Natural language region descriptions
--*--

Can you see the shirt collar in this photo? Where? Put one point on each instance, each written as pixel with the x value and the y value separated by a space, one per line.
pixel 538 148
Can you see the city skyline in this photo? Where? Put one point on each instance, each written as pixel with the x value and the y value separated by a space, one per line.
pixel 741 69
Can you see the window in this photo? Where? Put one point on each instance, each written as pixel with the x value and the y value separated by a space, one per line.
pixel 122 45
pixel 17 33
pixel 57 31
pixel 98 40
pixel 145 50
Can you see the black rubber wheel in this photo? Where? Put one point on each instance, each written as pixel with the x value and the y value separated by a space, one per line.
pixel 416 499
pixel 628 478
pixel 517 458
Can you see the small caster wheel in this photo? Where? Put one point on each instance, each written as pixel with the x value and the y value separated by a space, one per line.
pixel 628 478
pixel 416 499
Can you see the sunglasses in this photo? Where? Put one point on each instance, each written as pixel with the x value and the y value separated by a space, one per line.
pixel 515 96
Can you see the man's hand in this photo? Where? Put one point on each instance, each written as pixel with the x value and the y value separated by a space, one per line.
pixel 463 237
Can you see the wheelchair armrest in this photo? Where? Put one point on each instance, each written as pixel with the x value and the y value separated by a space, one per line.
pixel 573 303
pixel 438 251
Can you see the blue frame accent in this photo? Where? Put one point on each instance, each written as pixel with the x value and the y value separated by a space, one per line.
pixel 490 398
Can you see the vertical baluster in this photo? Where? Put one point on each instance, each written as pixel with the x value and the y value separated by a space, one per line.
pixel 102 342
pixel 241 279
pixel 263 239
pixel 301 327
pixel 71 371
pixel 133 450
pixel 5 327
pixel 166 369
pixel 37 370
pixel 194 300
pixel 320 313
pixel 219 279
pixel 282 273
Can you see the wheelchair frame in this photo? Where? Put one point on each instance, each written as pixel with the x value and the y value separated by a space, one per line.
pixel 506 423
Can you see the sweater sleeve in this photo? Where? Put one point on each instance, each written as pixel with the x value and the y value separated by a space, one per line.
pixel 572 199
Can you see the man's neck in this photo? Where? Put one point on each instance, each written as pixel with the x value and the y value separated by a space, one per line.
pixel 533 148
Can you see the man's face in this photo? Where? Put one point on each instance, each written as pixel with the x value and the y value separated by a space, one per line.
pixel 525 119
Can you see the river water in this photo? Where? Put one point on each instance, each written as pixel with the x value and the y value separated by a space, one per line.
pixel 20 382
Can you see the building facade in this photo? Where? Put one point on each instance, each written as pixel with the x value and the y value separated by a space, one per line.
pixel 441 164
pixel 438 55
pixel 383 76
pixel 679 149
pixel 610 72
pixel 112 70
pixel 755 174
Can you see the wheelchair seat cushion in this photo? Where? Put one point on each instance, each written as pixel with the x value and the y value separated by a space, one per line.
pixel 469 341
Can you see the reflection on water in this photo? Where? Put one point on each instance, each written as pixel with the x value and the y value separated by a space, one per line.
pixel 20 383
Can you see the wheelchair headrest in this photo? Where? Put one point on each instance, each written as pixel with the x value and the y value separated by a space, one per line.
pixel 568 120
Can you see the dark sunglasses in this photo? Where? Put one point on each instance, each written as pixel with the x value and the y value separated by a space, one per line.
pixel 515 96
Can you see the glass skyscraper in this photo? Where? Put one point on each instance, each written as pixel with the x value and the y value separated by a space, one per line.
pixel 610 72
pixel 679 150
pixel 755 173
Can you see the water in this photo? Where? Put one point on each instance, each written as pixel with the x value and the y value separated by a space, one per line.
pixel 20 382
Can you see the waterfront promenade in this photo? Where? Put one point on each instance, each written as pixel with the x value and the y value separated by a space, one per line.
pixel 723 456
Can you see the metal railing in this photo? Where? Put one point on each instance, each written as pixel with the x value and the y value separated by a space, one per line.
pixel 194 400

--*--

Each entry above is to be set down again in exactly the same words.

## Solution
Can you see the shirt collar in this photo? Where? Put one point on each instance, each written as pixel with the x value and the y value separated by a space, one per line.
pixel 538 148
Can you see the city skyline in this photo? Where? Put one point on each instance, each written as pixel with the x value and the y value separated by a space, one per line.
pixel 741 69
Can you see the window in this photo? Where? Put one point on each instance, each written as pixel with the x value and the y value separated by a space, one per line.
pixel 122 45
pixel 17 33
pixel 57 31
pixel 98 40
pixel 145 50
Can you see the black rubber wheel in this photo? Where? Put one point on each instance, each written as pixel with the x value and the y value separated by a space, one per line.
pixel 416 499
pixel 628 478
pixel 517 458
Can you see the small caster wheel in this photo? Where? Put one point on each instance, each written as pixel with the x value and the y value separated by a space, one per line.
pixel 628 478
pixel 416 499
Can you see the sunglasses in this photo? Where? Put one point on each instance, each written as pixel with the x value and the y value separated by a space, one per line.
pixel 515 96
Can you see the man's hand in this photo? Where? Put one point on each instance, each written as pixel with the x value and the y value separated by a space, one per line.
pixel 463 237
Can you see the wheelchair armrest in this photo? Where? Put one point on each instance, each written as pixel with the x value and the y value separated by a space, one per line.
pixel 573 303
pixel 438 251
Can you see the blue frame accent in this photo? Where? Put one point on each instance, each written as pixel with the x value and the y value separated by a space, one per line.
pixel 490 398
Can you see the vertical baluster in this photo? Where? Put one point on each instance, each written as pixel with the x value and the y value separated by a space, one per line.
pixel 102 342
pixel 241 279
pixel 263 239
pixel 301 327
pixel 71 371
pixel 133 450
pixel 5 327
pixel 166 369
pixel 37 370
pixel 194 300
pixel 320 313
pixel 219 279
pixel 282 273
Can you see the wheelchair frame in this photo? Where? Put one point on each instance, each written as pixel with the x value and the y value separated by a space, one per line.
pixel 506 423
Can you see the sweater sleeve in this photo? Where? Put one point on each instance, each written as pixel with the x value and the y value separated by a space, one per line.
pixel 572 199
Can you see the man's neck in this photo? Where? Put one point on each instance, each written as pixel with the x value and the y value separated by a space, one per line.
pixel 533 148
Can you see the man's face in this photo? Where? Put one point on each instance, each written as pixel with the x value and the y value separated by a space, one per line.
pixel 525 119
Can you see the river water in this photo? Where? Put one point on each instance, each written as pixel with the x value and the y value separated by a space, one per line.
pixel 20 382
Can you see the building facade in this photo? Where? Put one point on each instance, each written as pixel with the x value and the y value separated by a space, one per line.
pixel 441 164
pixel 438 55
pixel 383 76
pixel 679 149
pixel 610 72
pixel 112 70
pixel 755 174
Can you see the wheelchair seat cushion in this photo? Where? Put one point on each instance, each written as pixel with the x value and the y value separated by a space, one per line.
pixel 469 341
Can you see the reflection on water in this photo? Where? Put one point on each instance, each written as pixel with the x value and the y value separated by a space, one per line.
pixel 20 383
Can you see the wheelchair headrest in this photo? Where? Put one point on each instance, each written as pixel with the x value and the y value separated by a space, one per line.
pixel 568 120
Can you see the dark sunglasses in this photo? Where? Put one point on each instance, each written as pixel with the x value and the y value separated by a space, one per line.
pixel 515 96
Can you see the glass skyscraper in this photo? Where? Put one point on each instance, each written as pixel with the x value and the y value separated by a space, one per line.
pixel 610 72
pixel 679 150
pixel 755 173
Can you see the water in this photo? Where? Put one point on each instance, each written as pixel with the x value and the y value separated by a space, one per line.
pixel 20 382
Can you see the waterfront promenade in this photo? Where? Put one point on each instance, each written as pixel with the x value and the y value separated by a space, one per line.
pixel 723 456
Can you see the metal railing in this photo? Where? Put one point on each instance, each written as pixel with the x value and the y value separated by a space, one per line.
pixel 194 400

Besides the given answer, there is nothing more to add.